* _题目 1_
在这段相声节选里,高英培的代表作品是哪个节目?
* _题目 2_
请列出这段相声节选中用书名号标出的所有节目名称。

╭─ 节选

何:过去,在我上学的时候,我喜欢听侯宝林先生的相声,
李:哎哟,那是大师啊!
何:说得太好了,人家有代表作,
李:有哪些节目啊?
何:《关公战秦琼》,
李:对。
何:《戏剧与方言》,
李:《戏剧杂谈》
何:说得多好啊,剧场演出我追着听,电台放录音我也听,听着听着,听不着了,
李:怎么?
何:侯大师故去了,
李:对,那是九三年的事情,
何:后来我喜欢听谁呀?高英培,
李:北京的相声名家!
何:高先生,说得好极了,人家也有代表作品,
李:什么节目?
何:《钓鱼》,
李:不正之风,
何:说得多好啊,剧场演出我追着听,电台放录音我也听,听着听着,听不着了,
李:怎么?
何:高先生也故去了,
李:那就是前几年啊 ,
何:后来我喜欢听谁呀?马三立。

╰─
╭─ 所给数据

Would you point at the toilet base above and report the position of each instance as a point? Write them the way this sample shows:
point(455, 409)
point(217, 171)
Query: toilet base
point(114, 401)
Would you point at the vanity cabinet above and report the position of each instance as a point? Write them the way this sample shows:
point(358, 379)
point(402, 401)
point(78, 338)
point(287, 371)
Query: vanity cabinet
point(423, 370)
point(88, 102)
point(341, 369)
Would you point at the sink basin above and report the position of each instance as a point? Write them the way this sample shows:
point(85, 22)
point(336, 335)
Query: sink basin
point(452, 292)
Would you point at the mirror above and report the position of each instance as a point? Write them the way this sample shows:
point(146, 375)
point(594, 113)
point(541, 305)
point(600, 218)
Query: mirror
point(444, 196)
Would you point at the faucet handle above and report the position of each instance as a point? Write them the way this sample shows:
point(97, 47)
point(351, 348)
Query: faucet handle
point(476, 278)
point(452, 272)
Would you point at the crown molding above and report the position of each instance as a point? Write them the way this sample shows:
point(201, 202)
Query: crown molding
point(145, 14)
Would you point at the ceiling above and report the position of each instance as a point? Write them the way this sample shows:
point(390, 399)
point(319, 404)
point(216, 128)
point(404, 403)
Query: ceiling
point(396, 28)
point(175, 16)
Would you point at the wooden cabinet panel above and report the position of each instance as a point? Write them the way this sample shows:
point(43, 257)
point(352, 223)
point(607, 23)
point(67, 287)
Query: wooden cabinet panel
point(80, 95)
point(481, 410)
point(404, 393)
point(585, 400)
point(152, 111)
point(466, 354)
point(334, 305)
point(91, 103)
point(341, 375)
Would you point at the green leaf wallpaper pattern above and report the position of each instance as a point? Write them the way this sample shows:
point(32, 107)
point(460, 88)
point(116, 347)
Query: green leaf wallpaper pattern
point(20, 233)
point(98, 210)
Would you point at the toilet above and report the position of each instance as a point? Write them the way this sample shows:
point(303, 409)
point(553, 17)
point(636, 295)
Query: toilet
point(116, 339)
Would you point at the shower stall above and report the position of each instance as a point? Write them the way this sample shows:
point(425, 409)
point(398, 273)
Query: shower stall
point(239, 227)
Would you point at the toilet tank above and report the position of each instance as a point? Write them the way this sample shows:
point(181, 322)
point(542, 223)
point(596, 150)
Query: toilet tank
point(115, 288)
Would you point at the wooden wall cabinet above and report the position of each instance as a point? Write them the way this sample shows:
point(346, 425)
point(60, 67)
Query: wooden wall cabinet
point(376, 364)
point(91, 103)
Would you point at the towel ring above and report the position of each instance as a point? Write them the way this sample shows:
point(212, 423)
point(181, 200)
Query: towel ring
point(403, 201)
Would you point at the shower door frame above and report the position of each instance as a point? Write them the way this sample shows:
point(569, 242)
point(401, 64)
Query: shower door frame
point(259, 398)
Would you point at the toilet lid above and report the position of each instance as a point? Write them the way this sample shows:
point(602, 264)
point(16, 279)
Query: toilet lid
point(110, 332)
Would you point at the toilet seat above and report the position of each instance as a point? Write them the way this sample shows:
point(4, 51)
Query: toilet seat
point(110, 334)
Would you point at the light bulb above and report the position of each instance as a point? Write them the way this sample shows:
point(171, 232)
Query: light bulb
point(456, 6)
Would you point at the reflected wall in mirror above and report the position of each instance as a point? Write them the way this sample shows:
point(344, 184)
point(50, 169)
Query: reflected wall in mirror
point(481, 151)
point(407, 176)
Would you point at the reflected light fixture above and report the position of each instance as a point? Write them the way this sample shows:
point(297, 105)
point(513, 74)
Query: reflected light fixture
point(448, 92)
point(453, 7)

╰─
╭─ 所给数据

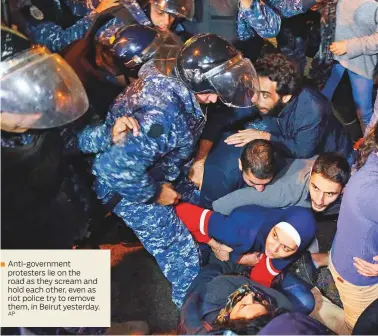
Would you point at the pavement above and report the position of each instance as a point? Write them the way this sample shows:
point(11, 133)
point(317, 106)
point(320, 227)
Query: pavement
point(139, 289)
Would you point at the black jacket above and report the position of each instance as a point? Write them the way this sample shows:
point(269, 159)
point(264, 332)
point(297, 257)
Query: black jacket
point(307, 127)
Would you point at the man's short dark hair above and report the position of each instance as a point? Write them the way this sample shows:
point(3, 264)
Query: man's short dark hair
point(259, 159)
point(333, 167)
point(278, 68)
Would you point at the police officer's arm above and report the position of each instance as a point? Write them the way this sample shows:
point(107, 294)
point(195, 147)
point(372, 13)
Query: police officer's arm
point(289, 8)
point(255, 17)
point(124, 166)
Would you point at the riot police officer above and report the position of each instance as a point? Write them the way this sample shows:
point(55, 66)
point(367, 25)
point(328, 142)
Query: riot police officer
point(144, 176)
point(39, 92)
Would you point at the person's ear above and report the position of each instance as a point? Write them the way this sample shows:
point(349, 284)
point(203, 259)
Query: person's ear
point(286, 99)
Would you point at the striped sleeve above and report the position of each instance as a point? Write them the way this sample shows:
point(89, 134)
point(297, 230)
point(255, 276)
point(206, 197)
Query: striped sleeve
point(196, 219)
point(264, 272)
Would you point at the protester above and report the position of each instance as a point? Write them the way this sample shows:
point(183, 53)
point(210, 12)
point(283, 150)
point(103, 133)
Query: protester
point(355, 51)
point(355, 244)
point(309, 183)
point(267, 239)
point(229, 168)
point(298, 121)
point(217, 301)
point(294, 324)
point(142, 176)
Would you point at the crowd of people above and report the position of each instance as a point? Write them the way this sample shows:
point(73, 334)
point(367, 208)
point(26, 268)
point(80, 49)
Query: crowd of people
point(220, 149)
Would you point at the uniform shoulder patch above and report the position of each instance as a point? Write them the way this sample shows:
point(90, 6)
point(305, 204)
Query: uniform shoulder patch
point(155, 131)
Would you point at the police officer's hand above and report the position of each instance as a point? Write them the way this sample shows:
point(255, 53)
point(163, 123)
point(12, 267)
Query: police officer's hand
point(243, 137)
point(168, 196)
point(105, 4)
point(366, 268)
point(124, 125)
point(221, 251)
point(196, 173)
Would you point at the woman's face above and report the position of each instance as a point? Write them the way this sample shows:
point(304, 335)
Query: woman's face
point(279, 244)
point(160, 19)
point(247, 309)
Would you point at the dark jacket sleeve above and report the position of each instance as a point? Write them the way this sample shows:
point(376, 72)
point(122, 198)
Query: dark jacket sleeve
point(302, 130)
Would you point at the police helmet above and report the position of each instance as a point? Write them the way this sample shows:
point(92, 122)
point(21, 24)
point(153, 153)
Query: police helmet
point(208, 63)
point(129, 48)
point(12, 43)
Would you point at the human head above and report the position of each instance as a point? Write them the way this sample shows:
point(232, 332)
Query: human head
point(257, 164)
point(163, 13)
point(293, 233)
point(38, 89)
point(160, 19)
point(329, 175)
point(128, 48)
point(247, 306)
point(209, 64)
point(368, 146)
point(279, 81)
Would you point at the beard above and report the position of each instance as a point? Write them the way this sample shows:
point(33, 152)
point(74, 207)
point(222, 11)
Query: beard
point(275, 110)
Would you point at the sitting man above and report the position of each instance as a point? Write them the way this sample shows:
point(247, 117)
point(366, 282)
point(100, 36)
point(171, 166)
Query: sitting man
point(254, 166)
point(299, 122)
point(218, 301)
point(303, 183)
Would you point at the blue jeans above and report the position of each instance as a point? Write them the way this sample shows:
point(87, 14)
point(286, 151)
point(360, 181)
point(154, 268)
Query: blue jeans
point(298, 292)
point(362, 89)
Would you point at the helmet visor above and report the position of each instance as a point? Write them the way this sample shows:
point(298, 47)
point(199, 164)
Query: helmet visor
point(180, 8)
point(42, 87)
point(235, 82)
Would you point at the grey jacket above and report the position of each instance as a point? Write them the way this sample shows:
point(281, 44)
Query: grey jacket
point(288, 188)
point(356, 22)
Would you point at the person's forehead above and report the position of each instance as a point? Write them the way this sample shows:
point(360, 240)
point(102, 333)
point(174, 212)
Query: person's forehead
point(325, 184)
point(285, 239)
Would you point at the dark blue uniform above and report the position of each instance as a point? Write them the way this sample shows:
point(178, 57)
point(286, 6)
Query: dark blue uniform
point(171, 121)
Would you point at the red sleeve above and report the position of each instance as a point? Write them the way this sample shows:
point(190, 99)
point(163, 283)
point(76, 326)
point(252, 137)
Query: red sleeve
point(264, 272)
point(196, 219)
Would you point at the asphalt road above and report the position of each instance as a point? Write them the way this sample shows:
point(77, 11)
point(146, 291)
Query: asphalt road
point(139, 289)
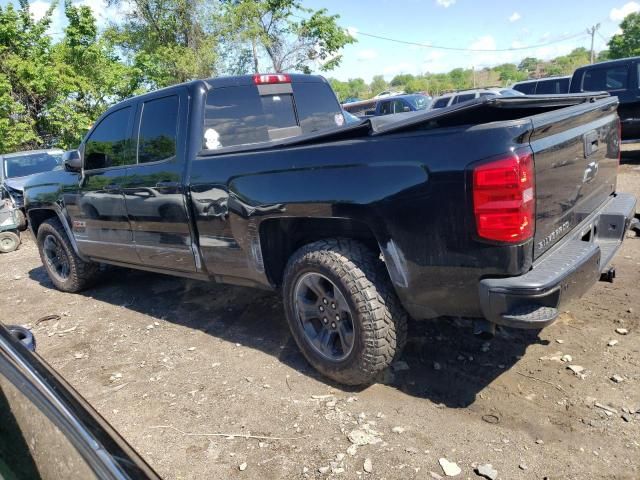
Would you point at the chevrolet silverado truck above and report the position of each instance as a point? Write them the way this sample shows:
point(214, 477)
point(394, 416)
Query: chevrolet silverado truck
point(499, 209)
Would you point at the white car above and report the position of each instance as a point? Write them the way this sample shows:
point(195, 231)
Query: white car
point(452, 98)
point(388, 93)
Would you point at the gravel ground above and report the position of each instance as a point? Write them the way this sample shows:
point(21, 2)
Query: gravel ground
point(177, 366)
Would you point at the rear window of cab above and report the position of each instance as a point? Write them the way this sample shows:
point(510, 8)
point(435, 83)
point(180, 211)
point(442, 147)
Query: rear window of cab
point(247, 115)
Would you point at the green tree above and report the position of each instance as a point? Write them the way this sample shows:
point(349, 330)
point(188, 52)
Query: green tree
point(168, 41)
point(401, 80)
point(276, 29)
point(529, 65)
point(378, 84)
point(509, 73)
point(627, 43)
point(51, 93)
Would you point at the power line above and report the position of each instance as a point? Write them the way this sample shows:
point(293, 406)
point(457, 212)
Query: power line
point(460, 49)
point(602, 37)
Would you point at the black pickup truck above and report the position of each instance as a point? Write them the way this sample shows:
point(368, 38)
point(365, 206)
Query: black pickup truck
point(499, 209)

╰─
╭─ 所给数据

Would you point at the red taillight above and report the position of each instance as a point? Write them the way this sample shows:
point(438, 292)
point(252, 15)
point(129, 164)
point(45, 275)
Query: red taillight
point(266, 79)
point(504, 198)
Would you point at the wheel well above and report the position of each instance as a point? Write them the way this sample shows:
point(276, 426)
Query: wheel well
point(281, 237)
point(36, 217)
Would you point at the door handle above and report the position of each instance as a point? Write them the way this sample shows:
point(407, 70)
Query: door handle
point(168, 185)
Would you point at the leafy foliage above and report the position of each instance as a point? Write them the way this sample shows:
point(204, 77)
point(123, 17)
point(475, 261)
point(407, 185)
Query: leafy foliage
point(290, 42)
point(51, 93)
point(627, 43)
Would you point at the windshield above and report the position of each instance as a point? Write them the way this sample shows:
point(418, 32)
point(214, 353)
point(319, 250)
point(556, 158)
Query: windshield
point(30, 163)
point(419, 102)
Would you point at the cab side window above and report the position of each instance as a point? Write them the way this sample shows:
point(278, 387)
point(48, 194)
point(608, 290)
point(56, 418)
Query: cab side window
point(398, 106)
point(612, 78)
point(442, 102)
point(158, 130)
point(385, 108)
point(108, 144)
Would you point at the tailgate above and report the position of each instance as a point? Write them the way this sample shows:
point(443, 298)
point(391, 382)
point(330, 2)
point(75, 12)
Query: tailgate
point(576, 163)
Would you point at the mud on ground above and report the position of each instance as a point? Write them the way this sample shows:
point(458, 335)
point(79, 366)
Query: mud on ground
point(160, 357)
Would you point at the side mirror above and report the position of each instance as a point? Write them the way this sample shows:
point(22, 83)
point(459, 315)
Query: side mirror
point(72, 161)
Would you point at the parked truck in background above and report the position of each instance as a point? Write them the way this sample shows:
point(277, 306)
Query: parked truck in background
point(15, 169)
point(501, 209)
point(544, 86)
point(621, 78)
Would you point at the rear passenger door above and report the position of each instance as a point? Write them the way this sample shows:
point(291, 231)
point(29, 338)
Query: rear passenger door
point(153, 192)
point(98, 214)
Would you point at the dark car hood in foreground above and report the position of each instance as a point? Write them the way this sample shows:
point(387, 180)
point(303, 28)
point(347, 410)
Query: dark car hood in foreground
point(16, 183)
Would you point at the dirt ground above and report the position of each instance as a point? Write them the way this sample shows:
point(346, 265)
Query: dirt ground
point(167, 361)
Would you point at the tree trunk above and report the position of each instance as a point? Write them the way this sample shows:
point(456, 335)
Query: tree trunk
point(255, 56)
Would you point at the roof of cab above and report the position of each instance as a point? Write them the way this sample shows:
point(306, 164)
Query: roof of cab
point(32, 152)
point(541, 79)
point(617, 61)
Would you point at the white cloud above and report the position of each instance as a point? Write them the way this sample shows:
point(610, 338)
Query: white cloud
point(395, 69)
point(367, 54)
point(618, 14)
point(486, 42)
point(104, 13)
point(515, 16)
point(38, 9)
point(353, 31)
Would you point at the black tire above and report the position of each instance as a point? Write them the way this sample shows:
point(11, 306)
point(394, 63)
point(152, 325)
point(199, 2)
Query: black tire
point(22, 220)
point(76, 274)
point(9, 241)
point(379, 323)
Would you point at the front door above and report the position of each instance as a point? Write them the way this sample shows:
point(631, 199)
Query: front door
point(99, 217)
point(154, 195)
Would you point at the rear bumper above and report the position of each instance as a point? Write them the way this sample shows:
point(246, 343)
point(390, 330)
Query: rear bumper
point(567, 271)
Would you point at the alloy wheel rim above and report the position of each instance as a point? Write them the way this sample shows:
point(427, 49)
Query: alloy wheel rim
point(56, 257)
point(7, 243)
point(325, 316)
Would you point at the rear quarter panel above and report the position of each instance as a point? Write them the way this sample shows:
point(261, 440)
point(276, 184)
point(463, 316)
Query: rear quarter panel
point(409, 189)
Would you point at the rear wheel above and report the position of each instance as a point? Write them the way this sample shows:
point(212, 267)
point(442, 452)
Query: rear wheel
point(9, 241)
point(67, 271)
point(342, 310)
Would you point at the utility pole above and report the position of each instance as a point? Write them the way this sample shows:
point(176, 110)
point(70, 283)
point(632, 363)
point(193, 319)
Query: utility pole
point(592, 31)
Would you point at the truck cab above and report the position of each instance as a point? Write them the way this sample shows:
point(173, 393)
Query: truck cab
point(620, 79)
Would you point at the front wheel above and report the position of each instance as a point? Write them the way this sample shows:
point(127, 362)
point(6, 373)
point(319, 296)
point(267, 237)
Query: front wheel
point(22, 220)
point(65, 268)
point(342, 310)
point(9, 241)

╰─

* _参考答案 1_
《钓鱼》。

* _参考答案 2_
《关公战秦琼》、《戏剧与方言》、《戏剧杂谈》、《钓鱼》